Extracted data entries
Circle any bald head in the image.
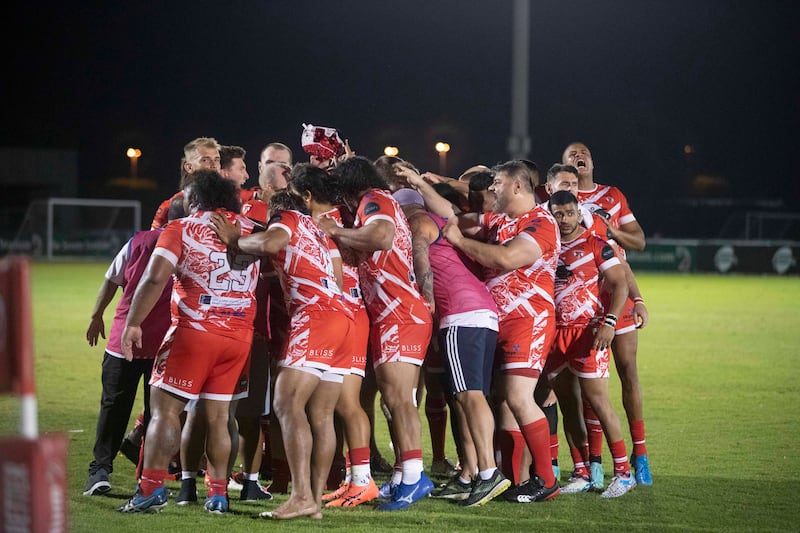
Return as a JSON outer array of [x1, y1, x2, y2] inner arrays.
[[259, 162, 292, 202]]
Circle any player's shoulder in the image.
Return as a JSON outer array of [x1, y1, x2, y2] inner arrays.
[[522, 205, 557, 228], [589, 233, 617, 261], [241, 199, 268, 225], [361, 189, 397, 218], [596, 182, 627, 199]]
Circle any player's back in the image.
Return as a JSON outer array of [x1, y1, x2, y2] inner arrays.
[[155, 210, 259, 338]]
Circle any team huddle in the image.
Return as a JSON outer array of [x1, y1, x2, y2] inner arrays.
[[82, 128, 652, 520]]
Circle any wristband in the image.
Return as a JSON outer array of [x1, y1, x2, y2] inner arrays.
[[603, 313, 618, 328], [633, 297, 645, 305]]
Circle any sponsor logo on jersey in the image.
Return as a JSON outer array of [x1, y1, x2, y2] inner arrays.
[[401, 344, 423, 353], [601, 245, 614, 260], [364, 202, 380, 215], [167, 376, 194, 388]]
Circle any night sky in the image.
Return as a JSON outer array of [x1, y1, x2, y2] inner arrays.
[[6, 1, 799, 237]]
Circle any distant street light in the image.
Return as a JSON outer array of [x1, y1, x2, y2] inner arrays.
[[435, 142, 450, 175], [126, 148, 142, 179], [384, 146, 399, 157]]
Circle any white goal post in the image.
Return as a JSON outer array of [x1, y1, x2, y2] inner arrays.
[[9, 198, 142, 260]]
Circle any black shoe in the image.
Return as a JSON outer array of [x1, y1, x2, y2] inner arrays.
[[83, 467, 111, 496], [504, 476, 560, 503], [119, 439, 141, 466], [176, 477, 197, 505], [240, 479, 273, 501], [370, 454, 393, 474]]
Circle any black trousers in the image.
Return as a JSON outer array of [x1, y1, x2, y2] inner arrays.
[[88, 353, 154, 474]]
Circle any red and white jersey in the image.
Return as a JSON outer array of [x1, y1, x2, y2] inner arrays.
[[577, 183, 636, 228], [151, 191, 183, 229], [355, 189, 431, 325], [153, 209, 260, 339], [268, 209, 349, 318], [583, 211, 628, 261], [554, 228, 621, 328], [479, 205, 560, 322], [240, 187, 261, 203], [319, 206, 365, 313], [241, 199, 268, 227]]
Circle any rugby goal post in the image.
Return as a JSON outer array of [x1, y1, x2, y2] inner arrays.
[[11, 198, 141, 260], [0, 255, 69, 533]]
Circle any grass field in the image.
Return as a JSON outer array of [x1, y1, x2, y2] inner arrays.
[[1, 263, 799, 532]]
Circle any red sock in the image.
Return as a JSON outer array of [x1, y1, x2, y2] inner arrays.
[[549, 431, 559, 465], [521, 419, 555, 487], [349, 447, 370, 467], [497, 429, 526, 484], [207, 477, 228, 498], [569, 446, 589, 479], [629, 419, 648, 456], [425, 393, 448, 461], [139, 468, 166, 496], [608, 440, 630, 476], [583, 401, 604, 459]]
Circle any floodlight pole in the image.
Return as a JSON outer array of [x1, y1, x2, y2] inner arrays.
[[508, 0, 531, 160]]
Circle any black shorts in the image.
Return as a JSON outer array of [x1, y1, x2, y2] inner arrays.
[[438, 326, 497, 395]]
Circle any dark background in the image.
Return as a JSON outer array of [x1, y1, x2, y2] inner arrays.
[[5, 1, 799, 238]]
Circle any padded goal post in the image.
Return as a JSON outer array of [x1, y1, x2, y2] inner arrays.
[[0, 255, 68, 532]]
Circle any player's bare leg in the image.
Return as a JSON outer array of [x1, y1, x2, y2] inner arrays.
[[143, 388, 187, 470], [611, 331, 642, 423], [269, 368, 321, 519], [375, 361, 422, 463], [307, 380, 342, 514], [203, 399, 234, 484]]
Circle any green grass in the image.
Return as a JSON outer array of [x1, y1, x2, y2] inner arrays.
[[1, 265, 799, 531]]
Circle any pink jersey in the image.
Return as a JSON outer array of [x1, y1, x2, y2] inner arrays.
[[267, 209, 349, 318], [320, 206, 365, 313], [355, 189, 431, 326], [479, 205, 560, 322], [153, 209, 259, 339], [554, 228, 621, 328], [577, 183, 636, 228], [425, 213, 498, 327], [106, 229, 172, 359]]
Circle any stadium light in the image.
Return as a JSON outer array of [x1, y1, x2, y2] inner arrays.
[[384, 146, 399, 157], [126, 148, 142, 179], [435, 142, 450, 174]]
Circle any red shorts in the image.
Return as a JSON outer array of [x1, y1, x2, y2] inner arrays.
[[370, 320, 433, 368], [150, 325, 252, 401], [280, 311, 354, 377], [424, 334, 445, 373], [545, 326, 610, 380], [496, 314, 555, 378], [236, 335, 270, 416], [341, 307, 370, 377], [615, 297, 637, 335]]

Requirement
Without the pictures, return the whole of the data exactly as given.

Your response
Circle any bald head in the image.
Return as a JSON outer array of [x1, y1, x2, y2] inner arrays.
[[259, 162, 292, 202]]
Circle any player's shoulder in the image.
Return as a JSON outer array of [x1, y1, x2, y2] inner arrays.
[[522, 205, 557, 228], [589, 233, 617, 261], [241, 199, 268, 225], [361, 189, 397, 218], [596, 182, 627, 199]]
Circle any player's back in the image.
Return as a JSON outer array of [x1, y1, x2, y2] inner arrays.
[[155, 210, 259, 338]]
Circle any team huddle in the image.
Return as a JSON outer array of [x1, y1, x2, y2] inner arrays.
[[82, 128, 652, 520]]
Circle any wristband in the image.
Return as a JSON outer array of [x1, y1, x2, y2] inner arrays.
[[603, 313, 618, 328], [633, 297, 645, 305]]
Circle any sponsor logo on jersey in the image.
Return as a JSON outer array of [x1, y1, x2, y2] inner arrays.
[[401, 344, 423, 353], [601, 245, 614, 260], [364, 202, 380, 215], [167, 376, 194, 388]]
Circle any night sky in the image.
Return as a JSON outer array of [x1, y1, x2, y2] inner arrays.
[[6, 1, 799, 237]]
Circle any distant street light in the image.
Return as a JSON outer array of [x1, y1, x2, y2] inner arrays.
[[435, 142, 450, 175], [126, 148, 142, 179], [384, 146, 399, 157]]
Circle any white goal post in the image.
Return as a JSON outer array of [x1, y1, x2, y2] inner arrays.
[[9, 198, 142, 260]]
Circle any black shoe in the image.
Return as a JSON outer array of [x1, y1, x2, y2] inner arrays.
[[83, 467, 111, 496], [504, 476, 560, 503], [119, 439, 141, 466], [176, 477, 197, 505], [240, 479, 273, 501], [370, 454, 393, 474]]
Circle any black trousers in the image.
Return as a JSON outer array of [x1, y1, x2, y2] inner arrays.
[[88, 353, 154, 474]]
Circle any red and white jersey in the image.
Return as a JSON outer array of [x1, y1, x2, y2] inner arrays.
[[577, 183, 636, 228], [151, 191, 183, 229], [355, 189, 431, 325], [153, 209, 260, 339], [268, 209, 349, 318], [583, 211, 628, 261], [554, 228, 621, 328], [479, 205, 560, 322], [240, 187, 261, 203], [319, 206, 365, 313], [241, 199, 268, 227]]
Circle any rugby goal post in the image.
Return as a JSON outer array of [x1, y1, x2, y2] inner arrays.
[[11, 198, 141, 260], [0, 255, 69, 533]]
Circle any grass field in the image.
Return as a JSON outer array of [x1, y1, x2, y2] inner arrays.
[[1, 263, 799, 532]]
Circle any red sock in the image.
Return as a JSON outer array of [x1, y1, x2, y2] inner arrays.
[[549, 431, 559, 465], [521, 419, 555, 487], [349, 447, 370, 467], [497, 429, 526, 484], [207, 477, 228, 498], [569, 446, 589, 479], [629, 419, 648, 456], [425, 393, 448, 461], [139, 468, 166, 496], [608, 440, 630, 476], [583, 401, 604, 459]]
Circle any floodlight pole in the image.
Return as a JSON outer array of [x1, y1, x2, y2] inner arrays.
[[508, 0, 531, 160]]
Circle any black shorts in the image.
Return as a JSON outer array of [x1, y1, x2, y2] inner arrays.
[[438, 326, 497, 395]]
Circle any dark background in the image.
Return as a JSON outer array of [x1, y1, x2, y2] inner arrays.
[[5, 1, 799, 238]]
Circle any padded goal post in the image.
Return as a JSON outer array of [x1, y1, x2, y2] inner arrays.
[[0, 255, 68, 532]]
Circle any player's bare leg in the image.
Return as a JSON outer array of [x1, y1, x2, y2] inner arrays.
[[143, 388, 187, 470], [611, 331, 642, 423], [269, 368, 321, 519], [375, 361, 422, 463], [307, 380, 342, 514], [203, 399, 234, 484]]
Circle any green grass in the image.
Return as a JSON outer array of [x1, y1, x2, y2] inner arrays.
[[1, 265, 799, 531]]
Circle any pink jersey in the image.
Return as a JSON outer array of [x1, y1, x2, y2] inner arrays.
[[267, 209, 349, 318], [320, 206, 365, 313], [355, 189, 431, 326], [479, 205, 560, 322], [153, 209, 259, 339], [554, 228, 621, 328], [577, 183, 636, 228], [425, 213, 498, 327], [106, 229, 172, 359]]
Circle any stadium light in the image.
Return as a JSON outer array of [x1, y1, x2, y2] inner arrays.
[[384, 146, 399, 157], [126, 148, 142, 179], [435, 142, 450, 174]]
Circle any red shorts in the image.
Return as a JSON outer array of [x1, y1, x2, y2] inner arrays.
[[370, 320, 433, 368], [150, 325, 252, 401], [280, 311, 354, 377], [424, 334, 445, 373], [545, 326, 610, 380], [496, 314, 555, 378], [236, 335, 270, 416], [341, 307, 370, 377], [615, 297, 637, 335]]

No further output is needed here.